* Problema proposto A
Responda com base no trecho sobre o Fórum Social Temático 2014:
(i) Em que dia e em que período do dia o fórum terminou?
(ii) Por que a data de 1º de abril foi escolhida para a mobilização nacional?
(iii) Segundo Edson França, que porcentagem das vagas do Congresso as mulheres ocupam?
* Problema proposto B
Extraia do trecho sobre o Fórum Social Temático 2014 a passagem entre "No contexto das" e "implementar a constituinte.", inclusive.

* Trecho fornecido
FST 2014: Assembleia dos Movimentos convoca mobilização para 1º de abril
O Fórum Social Temático 2014 terminou na tarde do sábado (25) com sua tradicional Assembleia dos Movimentos Sociais e o lançamento estadual da Campanha pelo Plebiscito da Constituinte Exclusiva para a Reforma Política. Na ocasião, os movimentos deliberaram por convocar uma agenda de mobilização nacional no dia 1º de abril, que tem entre suas reivindicações uma reforma política. A data foi escolhida por marcar os 50 anos do golpe civil-militar de 1964, quando “descomemorações” serão realizadas por todo o país.
No contexto das manifestações de junho, dentre os pactos que a presidenta Dilma Rousseff fez os manifestantes, houve a proposta de uma assembleia constituinte exclusiva para tratar da reforma política, iniciativa que não avançou pela resistência parlamentar. Agora, os movimentos sociais e sindicais aderiram à pauta e querem pressionar o Congresso a implementar a constituinte.
Para exemplificar a falta de representação, vários representantes dos movimentos lembraram os números da sub-representação do Congresso Brasileiro. Edson França, da Unegro, mencionou o fato do parlamento ser composto basicamente por homens brancos, quando as mulheres ocupam apenas 9% das vagas do Congresso, os negros têm 8% de afirmação no Congresso e a juventude representam 3% das vagas, ainda que mulheres e negros sejam a maioria da população brasileira.

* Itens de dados
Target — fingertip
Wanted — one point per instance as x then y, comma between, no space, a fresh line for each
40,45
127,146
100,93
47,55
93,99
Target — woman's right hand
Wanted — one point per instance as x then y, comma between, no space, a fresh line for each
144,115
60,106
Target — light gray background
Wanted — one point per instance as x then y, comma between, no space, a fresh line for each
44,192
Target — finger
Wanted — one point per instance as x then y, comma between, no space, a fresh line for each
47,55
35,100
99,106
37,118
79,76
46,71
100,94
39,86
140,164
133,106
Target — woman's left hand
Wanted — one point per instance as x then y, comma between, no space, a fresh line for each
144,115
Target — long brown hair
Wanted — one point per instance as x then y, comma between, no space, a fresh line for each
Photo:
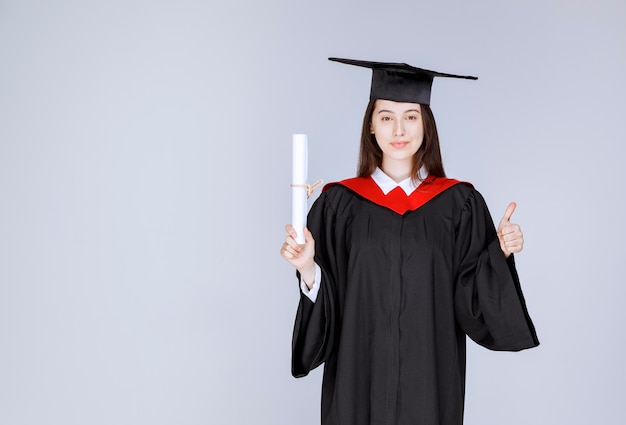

* Resposta escrita A
(i) Na tarde do sábado (25).
(ii) Porque a data marca os 50 anos do golpe civil-militar de 1964.
(iii) Apenas 9%.

* Resposta escrita B
No contexto das manifestações de junho, dentre os pactos que a presidenta Dilma Rousseff fez os manifestantes, houve a proposta de uma assembleia constituinte exclusiva para tratar da reforma política, iniciativa que não avançou pela resistência parlamentar. Agora, os movimentos sociais e sindicais aderiram à pauta e querem pressionar o Congresso a implementar a constituinte.